### Given task
From the Exodus timeline, set down word for word the stretch from "814 B.C. – Foundation" through "David’s reign (+40)".

### Provided text
-- Start --

814 B.C. – Foundation of Carthage (+143)
957 B.C. – Start of Solomon’s Temple (+4)
961 B.C. – Start of Solomon’s reign (+40)
1001 B.C. – Start of David’s reign (+40)
1041 B.C. – Start of Saul’s reign(+c.450)
1491 B.C. – Moses ends his wanderings (+40)
1531 B.C. – The Commencement of the Exodus
The date of 1531 BC lies at the extreme end of the Exodus time-frame as ascribed by the 430-year sojurn of the Israelites in Egypt, which must have occurred between 1561-1531. This is several centuries before the conventional modern date for the Exodus, which was made on account of the mention in the Exodus of a store city called Rameses. The first of many pharoahs called Ramesses was crowned c.1300 BC, a date upon which a great many Egyptologists have anchored their search for the Exodus. The problem is a statue was found in recent years in a storage drawer in a Berlin museum, dated to 1350 BC, whose pedestal relief mentions ‘Israel,’ in conjunction with Canaan & Ashkelon. We shall look at the inscription in more detail soon, but for now let us accept the With the holy Hebrew Nation being founded after the Exodus, the Ramesses pharaohs are clearly precluded from the equasion.

-- End --

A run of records

-- Start --

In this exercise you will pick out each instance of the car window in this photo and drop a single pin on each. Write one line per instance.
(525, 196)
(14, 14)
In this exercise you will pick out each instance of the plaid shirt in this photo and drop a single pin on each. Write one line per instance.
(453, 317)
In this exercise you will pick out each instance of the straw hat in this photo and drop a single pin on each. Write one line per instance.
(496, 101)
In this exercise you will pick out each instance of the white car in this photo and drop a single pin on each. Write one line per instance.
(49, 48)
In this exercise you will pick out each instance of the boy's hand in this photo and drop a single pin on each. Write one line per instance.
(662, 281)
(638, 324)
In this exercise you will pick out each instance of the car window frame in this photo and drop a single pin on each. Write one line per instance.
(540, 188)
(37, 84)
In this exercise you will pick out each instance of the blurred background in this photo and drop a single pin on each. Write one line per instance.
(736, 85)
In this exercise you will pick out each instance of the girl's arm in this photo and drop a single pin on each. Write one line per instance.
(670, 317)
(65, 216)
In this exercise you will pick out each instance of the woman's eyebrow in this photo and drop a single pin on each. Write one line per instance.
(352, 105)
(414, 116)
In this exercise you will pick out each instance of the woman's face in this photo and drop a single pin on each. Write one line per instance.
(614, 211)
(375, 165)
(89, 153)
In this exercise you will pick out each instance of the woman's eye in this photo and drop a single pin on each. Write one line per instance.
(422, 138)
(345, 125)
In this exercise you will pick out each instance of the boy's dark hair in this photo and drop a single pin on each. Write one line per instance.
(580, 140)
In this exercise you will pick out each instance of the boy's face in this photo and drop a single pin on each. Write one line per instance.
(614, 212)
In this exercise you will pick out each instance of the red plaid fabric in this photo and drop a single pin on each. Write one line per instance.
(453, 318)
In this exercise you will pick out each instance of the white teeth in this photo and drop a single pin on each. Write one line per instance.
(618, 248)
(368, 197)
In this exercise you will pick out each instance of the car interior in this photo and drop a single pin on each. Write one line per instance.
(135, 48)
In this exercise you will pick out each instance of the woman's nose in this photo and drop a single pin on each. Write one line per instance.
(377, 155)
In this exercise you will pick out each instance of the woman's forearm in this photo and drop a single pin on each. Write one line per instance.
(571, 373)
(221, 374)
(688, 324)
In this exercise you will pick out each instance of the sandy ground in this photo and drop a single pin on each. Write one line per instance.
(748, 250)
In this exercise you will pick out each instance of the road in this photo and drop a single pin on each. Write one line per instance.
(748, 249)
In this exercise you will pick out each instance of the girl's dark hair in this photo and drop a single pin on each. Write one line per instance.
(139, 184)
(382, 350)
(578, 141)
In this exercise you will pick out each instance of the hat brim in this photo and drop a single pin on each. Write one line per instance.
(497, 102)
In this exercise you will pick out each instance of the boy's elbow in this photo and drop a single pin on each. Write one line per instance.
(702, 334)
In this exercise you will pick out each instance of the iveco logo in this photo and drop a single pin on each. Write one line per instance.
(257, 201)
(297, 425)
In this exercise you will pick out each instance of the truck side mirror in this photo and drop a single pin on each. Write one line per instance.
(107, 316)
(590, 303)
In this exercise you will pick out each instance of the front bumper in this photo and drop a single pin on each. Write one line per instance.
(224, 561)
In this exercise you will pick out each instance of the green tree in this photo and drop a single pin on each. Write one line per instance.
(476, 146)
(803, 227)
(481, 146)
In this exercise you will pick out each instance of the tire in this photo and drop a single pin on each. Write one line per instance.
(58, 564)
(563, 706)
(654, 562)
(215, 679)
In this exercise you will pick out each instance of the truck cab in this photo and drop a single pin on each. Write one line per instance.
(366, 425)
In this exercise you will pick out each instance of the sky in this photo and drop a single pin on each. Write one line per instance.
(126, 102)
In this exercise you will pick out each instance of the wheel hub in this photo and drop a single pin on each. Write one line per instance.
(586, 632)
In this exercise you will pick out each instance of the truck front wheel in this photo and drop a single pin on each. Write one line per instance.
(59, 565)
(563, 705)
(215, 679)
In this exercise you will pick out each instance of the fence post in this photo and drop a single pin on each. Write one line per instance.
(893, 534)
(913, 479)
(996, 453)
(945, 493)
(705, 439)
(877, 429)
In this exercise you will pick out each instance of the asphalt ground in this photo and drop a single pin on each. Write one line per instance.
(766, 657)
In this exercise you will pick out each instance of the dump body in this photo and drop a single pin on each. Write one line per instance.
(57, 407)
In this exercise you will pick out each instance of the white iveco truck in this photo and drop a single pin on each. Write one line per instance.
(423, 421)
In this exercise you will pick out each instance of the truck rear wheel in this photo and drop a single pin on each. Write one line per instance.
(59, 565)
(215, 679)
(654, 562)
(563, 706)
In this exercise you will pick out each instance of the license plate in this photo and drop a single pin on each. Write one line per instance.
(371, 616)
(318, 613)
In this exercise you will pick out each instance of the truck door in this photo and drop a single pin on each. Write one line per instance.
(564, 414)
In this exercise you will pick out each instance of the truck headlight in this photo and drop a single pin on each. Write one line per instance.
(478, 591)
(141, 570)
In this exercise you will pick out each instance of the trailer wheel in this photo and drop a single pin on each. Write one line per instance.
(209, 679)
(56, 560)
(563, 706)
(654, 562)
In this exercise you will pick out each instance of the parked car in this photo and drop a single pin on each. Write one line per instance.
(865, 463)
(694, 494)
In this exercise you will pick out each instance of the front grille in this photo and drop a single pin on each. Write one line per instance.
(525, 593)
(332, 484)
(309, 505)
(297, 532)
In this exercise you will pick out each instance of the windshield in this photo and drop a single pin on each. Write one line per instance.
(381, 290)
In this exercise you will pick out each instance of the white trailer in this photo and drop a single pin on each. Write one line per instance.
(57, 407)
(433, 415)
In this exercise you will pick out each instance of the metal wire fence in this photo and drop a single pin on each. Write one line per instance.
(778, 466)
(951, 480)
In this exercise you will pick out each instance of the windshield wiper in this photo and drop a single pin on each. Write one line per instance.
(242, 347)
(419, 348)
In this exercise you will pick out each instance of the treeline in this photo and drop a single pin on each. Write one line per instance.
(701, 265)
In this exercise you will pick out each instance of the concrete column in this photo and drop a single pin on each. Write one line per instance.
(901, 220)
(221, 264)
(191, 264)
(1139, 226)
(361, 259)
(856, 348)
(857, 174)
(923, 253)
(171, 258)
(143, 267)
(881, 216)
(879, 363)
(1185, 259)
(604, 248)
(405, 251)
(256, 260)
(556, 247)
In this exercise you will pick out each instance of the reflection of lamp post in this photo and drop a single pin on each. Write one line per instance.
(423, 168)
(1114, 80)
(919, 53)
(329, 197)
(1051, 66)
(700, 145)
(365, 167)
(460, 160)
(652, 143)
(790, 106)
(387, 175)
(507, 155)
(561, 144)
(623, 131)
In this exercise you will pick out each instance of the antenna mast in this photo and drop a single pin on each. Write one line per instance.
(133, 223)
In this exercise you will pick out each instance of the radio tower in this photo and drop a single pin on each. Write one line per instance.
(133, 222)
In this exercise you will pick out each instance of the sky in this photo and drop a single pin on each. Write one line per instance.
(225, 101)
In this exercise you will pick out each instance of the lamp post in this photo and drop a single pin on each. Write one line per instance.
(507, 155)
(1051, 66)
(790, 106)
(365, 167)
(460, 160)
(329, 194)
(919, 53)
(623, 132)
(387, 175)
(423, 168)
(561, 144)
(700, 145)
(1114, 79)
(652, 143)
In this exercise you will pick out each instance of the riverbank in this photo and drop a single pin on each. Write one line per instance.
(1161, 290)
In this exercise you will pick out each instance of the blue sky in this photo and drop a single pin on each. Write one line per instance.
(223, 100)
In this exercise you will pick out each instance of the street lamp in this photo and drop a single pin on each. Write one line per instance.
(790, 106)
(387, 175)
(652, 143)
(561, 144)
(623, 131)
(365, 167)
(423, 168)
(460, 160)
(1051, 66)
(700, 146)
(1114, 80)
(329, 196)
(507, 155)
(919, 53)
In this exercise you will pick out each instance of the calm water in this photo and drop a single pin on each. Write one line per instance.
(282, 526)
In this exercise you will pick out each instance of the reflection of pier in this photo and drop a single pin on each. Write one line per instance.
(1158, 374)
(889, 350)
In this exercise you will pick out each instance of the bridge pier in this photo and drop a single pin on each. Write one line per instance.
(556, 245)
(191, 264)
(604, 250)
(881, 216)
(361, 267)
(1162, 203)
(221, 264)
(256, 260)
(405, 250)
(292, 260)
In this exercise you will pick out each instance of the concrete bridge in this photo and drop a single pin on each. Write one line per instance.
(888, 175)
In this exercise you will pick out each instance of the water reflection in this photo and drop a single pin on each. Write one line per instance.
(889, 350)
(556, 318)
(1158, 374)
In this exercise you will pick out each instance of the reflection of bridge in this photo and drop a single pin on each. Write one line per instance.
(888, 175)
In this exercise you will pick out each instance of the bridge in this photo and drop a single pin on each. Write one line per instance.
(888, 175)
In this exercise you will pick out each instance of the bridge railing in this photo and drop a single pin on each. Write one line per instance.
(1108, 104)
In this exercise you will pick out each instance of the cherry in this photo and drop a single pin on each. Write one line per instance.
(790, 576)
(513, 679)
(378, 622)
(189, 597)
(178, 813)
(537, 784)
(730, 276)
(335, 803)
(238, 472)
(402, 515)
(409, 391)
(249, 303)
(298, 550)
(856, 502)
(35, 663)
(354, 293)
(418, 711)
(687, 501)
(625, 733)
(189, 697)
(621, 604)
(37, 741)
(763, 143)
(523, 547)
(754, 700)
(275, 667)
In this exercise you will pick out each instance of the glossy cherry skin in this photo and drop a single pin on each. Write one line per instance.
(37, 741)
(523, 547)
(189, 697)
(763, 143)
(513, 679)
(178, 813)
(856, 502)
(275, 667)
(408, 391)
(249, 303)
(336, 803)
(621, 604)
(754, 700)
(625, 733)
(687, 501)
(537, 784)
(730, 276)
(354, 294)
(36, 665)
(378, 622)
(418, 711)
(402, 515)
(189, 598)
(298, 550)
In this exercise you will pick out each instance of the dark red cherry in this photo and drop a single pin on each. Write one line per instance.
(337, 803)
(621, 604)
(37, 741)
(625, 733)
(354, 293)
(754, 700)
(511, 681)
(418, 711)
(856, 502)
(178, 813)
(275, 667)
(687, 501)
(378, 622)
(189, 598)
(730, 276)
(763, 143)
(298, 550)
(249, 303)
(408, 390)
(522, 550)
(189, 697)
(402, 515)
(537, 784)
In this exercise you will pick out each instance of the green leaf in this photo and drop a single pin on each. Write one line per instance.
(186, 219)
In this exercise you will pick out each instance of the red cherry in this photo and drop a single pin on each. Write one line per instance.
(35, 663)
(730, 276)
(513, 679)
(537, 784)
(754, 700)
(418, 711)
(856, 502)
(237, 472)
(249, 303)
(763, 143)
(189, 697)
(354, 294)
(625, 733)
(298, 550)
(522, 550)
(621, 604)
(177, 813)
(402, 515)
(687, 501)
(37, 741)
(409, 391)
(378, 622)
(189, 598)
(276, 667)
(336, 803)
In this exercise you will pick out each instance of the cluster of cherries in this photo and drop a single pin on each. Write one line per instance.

-- End --

### Solution below
814 B.C. – Foundation of Carthage (+143)
957 B.C. – Start of Solomon’s Temple (+4)
961 B.C. – Start of Solomon’s reign (+40)
1001 B.C. – Start of David’s reign (+40)